**Task prompt:** Directions for the data below: repeat exactly the lines from the one with "Phrase: sitting woman" through the one with "line, e.g. [944,855]", both included, and omit all pictures.

··· Stored data ···

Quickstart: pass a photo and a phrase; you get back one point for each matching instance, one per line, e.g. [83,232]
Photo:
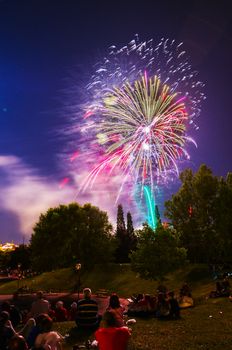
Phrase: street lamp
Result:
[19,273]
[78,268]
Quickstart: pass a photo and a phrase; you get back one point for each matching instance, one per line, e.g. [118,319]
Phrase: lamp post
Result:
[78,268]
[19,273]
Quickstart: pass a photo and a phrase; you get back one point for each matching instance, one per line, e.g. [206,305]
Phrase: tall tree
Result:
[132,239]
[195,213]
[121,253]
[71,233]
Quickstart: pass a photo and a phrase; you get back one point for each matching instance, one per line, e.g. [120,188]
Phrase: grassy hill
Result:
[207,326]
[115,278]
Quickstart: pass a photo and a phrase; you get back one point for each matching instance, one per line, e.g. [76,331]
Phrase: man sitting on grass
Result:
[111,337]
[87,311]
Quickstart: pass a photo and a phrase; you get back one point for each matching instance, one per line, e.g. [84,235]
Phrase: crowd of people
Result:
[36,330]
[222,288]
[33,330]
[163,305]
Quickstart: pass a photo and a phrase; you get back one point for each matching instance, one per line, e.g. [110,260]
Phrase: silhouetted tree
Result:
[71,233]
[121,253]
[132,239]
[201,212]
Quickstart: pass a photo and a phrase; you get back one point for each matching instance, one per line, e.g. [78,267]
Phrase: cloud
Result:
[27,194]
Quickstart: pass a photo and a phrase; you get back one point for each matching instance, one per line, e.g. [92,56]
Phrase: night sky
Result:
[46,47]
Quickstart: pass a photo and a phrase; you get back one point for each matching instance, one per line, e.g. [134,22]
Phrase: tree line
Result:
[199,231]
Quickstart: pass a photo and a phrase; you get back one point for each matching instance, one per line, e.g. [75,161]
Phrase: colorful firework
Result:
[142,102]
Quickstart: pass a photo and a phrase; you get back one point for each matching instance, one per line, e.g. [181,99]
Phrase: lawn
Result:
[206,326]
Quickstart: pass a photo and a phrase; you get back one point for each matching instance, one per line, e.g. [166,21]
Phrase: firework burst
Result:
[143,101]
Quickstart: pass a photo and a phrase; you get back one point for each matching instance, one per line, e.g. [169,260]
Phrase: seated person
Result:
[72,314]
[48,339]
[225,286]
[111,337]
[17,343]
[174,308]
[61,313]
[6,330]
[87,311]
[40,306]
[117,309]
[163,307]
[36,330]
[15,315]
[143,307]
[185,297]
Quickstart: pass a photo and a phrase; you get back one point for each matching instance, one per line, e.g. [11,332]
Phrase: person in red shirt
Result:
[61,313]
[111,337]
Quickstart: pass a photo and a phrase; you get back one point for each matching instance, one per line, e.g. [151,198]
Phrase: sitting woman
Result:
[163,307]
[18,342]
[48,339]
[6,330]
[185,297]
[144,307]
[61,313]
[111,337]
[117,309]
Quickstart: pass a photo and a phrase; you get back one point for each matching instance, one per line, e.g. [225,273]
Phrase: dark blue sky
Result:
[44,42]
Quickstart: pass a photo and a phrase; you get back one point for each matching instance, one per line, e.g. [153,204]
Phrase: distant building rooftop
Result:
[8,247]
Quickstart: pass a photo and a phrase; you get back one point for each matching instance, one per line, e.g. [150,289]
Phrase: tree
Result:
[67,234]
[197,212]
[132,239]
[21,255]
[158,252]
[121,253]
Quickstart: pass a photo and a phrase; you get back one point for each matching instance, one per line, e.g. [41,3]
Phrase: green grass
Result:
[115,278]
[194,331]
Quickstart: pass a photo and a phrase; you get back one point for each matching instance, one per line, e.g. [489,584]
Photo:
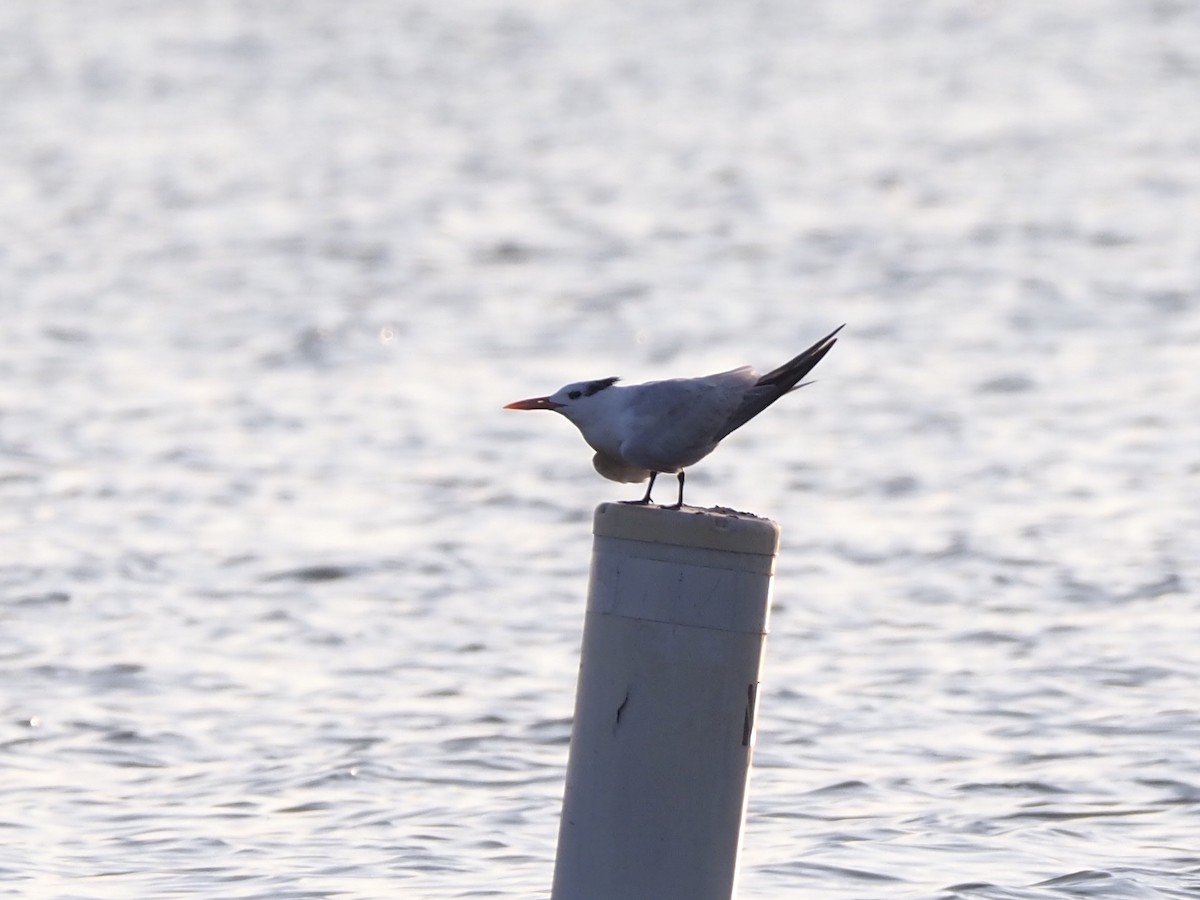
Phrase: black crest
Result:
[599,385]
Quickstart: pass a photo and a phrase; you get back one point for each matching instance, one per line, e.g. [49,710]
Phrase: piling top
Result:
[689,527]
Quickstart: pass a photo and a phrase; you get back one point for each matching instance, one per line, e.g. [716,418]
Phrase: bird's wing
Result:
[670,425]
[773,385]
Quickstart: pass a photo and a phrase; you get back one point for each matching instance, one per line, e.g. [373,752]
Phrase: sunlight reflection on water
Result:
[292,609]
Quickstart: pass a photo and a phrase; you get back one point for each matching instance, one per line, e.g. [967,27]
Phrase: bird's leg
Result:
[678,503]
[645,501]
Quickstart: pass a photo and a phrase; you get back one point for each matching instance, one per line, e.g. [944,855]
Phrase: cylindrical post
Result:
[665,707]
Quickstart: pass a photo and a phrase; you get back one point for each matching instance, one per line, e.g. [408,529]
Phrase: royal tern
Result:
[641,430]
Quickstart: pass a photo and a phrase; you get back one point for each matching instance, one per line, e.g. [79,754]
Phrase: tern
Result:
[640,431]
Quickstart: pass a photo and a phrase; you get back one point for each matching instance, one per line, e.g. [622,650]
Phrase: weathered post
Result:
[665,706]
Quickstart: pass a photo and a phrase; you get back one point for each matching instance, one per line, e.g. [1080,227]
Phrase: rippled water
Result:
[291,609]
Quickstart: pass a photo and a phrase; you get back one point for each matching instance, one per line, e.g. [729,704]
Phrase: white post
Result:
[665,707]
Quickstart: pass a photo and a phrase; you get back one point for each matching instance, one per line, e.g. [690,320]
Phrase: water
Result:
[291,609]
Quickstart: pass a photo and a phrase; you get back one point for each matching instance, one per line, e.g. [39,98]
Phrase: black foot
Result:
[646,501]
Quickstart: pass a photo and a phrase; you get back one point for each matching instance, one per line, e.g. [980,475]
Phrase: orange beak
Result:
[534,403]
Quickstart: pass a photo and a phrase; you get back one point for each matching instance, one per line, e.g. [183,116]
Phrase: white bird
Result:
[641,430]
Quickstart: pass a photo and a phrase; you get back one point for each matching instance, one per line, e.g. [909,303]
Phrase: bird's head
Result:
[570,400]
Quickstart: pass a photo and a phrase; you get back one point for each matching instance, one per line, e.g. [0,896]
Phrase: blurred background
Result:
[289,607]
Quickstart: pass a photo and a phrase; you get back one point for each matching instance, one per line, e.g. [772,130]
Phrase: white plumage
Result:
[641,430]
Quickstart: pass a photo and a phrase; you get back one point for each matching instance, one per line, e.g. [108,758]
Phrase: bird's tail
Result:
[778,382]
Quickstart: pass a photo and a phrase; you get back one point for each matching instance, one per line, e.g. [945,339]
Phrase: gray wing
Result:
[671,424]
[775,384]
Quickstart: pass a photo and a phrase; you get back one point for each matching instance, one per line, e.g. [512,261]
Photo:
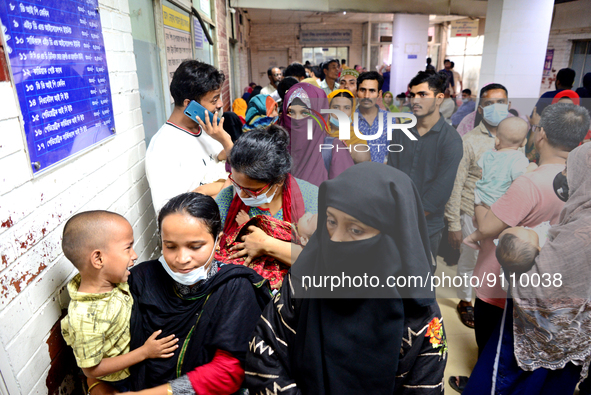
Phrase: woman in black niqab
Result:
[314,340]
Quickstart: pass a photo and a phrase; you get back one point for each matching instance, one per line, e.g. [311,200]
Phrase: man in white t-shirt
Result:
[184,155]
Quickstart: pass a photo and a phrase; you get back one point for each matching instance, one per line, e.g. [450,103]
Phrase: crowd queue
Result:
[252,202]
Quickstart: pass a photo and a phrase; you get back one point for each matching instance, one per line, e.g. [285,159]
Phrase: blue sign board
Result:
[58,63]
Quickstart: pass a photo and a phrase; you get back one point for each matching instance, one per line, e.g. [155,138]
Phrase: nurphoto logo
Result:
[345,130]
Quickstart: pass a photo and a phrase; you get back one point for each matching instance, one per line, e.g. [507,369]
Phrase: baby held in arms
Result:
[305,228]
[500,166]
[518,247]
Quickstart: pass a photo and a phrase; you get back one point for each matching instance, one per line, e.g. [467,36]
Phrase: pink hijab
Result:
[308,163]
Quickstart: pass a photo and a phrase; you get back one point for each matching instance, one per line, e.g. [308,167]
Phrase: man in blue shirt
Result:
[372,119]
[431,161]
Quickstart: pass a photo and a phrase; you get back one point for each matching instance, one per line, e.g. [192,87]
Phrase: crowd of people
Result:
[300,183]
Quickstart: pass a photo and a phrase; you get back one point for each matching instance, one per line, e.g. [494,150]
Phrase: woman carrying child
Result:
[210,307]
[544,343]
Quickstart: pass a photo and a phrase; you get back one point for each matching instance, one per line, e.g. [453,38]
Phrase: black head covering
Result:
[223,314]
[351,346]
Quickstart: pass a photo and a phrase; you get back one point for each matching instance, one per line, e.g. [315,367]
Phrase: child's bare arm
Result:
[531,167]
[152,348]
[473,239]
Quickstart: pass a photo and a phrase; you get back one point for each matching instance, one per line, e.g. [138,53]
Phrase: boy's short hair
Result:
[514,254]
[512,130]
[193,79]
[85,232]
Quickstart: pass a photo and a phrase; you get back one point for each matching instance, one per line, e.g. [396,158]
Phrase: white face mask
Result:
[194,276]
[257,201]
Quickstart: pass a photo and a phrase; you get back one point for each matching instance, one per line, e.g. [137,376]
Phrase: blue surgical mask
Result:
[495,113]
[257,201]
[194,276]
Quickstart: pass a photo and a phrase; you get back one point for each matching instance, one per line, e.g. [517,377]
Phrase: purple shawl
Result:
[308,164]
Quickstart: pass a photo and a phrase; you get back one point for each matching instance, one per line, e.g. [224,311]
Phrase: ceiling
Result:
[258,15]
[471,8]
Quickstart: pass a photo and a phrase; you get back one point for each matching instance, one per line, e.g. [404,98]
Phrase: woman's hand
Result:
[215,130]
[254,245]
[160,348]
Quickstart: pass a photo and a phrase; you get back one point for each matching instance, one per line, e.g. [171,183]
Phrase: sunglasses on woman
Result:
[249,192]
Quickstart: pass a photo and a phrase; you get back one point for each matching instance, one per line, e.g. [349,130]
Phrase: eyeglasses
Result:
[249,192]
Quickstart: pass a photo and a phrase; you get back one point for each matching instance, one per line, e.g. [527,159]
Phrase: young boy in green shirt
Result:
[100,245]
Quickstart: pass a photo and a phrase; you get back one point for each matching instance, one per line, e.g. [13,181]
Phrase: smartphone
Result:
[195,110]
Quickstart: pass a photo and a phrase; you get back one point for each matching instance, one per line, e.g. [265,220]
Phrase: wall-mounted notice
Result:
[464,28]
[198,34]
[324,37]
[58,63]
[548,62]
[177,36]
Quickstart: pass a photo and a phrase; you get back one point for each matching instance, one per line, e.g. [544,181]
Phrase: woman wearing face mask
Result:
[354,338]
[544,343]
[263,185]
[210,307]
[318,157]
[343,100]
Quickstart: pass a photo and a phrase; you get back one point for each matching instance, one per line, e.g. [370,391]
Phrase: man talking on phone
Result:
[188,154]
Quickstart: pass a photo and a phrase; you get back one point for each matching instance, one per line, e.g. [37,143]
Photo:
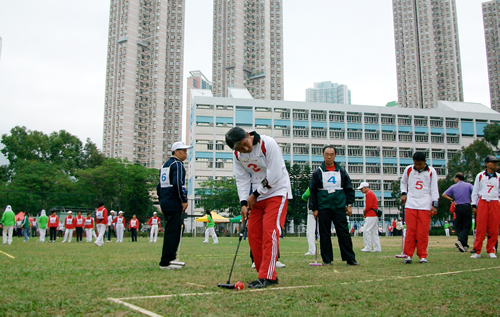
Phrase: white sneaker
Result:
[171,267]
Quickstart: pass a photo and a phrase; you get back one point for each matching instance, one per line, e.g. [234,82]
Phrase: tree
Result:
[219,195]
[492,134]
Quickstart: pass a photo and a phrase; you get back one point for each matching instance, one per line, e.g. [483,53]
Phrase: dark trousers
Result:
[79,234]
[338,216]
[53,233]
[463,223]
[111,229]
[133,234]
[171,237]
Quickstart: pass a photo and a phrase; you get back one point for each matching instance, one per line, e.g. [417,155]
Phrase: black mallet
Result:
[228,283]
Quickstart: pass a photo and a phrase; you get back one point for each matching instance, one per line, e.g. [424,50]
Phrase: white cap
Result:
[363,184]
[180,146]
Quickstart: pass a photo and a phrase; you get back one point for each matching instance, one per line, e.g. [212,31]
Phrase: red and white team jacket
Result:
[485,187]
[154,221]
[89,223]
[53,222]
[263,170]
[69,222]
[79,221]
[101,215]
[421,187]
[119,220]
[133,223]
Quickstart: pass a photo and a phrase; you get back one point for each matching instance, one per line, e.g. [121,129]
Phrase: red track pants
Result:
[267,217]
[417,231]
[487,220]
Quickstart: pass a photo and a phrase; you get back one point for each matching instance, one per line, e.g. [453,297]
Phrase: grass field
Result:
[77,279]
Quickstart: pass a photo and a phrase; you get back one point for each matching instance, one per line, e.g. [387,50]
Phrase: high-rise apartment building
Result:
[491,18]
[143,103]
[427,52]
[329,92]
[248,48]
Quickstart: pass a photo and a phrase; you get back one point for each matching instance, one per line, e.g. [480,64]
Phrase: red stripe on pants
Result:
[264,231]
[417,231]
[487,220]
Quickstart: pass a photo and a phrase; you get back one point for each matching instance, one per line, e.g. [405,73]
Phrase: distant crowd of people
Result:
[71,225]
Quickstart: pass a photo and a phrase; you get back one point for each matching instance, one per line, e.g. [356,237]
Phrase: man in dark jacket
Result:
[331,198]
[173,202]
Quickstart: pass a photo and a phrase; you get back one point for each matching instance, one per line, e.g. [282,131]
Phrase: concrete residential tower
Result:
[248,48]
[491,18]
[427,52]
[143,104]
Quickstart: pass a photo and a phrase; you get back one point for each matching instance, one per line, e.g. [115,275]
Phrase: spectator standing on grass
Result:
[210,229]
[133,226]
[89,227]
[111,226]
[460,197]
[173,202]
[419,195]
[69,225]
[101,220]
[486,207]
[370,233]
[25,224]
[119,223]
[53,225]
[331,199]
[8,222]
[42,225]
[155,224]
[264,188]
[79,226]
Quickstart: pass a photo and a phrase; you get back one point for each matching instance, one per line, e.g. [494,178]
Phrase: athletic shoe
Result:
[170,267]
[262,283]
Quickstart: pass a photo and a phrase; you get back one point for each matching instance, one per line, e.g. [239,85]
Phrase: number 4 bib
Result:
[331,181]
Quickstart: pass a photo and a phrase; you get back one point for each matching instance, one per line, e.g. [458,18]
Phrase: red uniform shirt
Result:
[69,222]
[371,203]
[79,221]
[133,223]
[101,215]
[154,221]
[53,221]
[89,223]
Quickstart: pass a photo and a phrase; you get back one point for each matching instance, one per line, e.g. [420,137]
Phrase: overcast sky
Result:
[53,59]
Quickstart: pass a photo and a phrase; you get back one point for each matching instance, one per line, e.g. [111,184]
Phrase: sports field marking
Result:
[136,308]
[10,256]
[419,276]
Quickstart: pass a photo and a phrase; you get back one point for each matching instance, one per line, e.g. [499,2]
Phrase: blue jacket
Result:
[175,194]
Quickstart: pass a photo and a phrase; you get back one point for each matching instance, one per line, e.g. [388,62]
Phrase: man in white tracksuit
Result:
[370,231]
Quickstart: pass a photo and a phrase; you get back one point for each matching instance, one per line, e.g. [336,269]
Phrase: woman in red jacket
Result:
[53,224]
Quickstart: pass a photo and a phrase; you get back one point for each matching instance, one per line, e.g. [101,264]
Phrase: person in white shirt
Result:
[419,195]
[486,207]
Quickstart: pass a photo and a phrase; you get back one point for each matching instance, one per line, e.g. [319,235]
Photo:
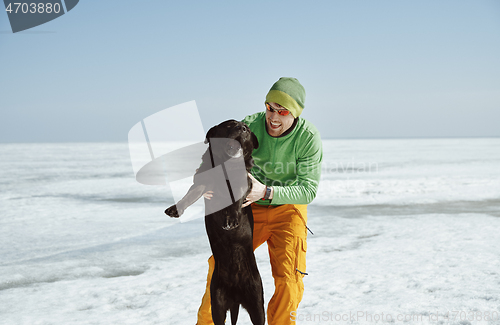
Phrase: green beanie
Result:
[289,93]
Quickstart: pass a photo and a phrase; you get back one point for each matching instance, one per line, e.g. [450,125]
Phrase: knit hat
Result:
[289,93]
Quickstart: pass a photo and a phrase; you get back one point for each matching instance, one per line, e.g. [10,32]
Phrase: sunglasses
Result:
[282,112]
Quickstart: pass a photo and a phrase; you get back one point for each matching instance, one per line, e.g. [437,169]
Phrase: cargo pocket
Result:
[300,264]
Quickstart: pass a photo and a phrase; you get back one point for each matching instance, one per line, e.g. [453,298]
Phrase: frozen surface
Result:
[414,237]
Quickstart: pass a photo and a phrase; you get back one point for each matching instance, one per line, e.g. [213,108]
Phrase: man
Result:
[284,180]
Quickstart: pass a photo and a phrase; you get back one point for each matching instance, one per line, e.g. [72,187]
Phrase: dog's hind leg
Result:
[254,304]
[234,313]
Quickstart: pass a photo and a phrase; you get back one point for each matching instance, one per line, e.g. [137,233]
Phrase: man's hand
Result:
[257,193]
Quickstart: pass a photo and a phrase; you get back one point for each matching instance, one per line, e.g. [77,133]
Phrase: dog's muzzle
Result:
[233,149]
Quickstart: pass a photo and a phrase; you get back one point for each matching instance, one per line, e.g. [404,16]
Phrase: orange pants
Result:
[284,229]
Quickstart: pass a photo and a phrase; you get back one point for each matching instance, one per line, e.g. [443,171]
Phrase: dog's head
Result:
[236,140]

···

**Worked solution:**
Phrase: sitting woman
Result:
[163,307]
[18,342]
[48,339]
[6,330]
[185,297]
[144,307]
[61,313]
[111,337]
[117,309]
Quickstart: pass a photo and a phrase; you get back one point for each matching instance, one per line, e.g. [225,273]
Phrase: dark blue sky
Result:
[44,42]
Quickstart: pass a photo and a phrase; you get back one point for each matching instance, one per line, e.g. [153,204]
Phrase: distant building rooftop
Result:
[8,247]
Quickstart: pass a photo and a phrase; you get back one point for each matching instance, one per line, e.g. [150,289]
Phrase: tree
Result:
[67,234]
[197,212]
[132,239]
[21,255]
[158,252]
[121,253]
Quickstart: pass a photo and a phrase; you get back one point for each matching instance, one per line, e.g. [41,3]
Phrase: green grass
Result:
[115,278]
[194,331]
Quickstart: pass a photo and a phrase; you get back one point for each matching instance, one per line, e.g. [489,584]
Photo:
Phrase: black crest
Result:
[599,385]
Quickstart: pass a photo and a phrase; you get back one point for each matching instance, one per line, e.g. [49,710]
Phrase: piling top
Result:
[689,527]
Quickstart: pass a photo and a phrase; you get back one point for each matching instance, one per line, e.g. [716,418]
Phrase: bird's wing
Result:
[670,425]
[773,385]
Quickstart: pass a photo and a phrase; you get back one point for each matching instance, one per line, e.g. [373,752]
Phrase: sunlight reflection on water
Result:
[292,609]
Quickstart: pass a photo and a phrase; you get back one point for each matching instance, one per line, e.g. [967,27]
Phrase: bird's leg
Result:
[678,503]
[645,501]
Quickstart: pass a photo and a phrase; you get back one point for each matching instance, one per line, e.g. [944,855]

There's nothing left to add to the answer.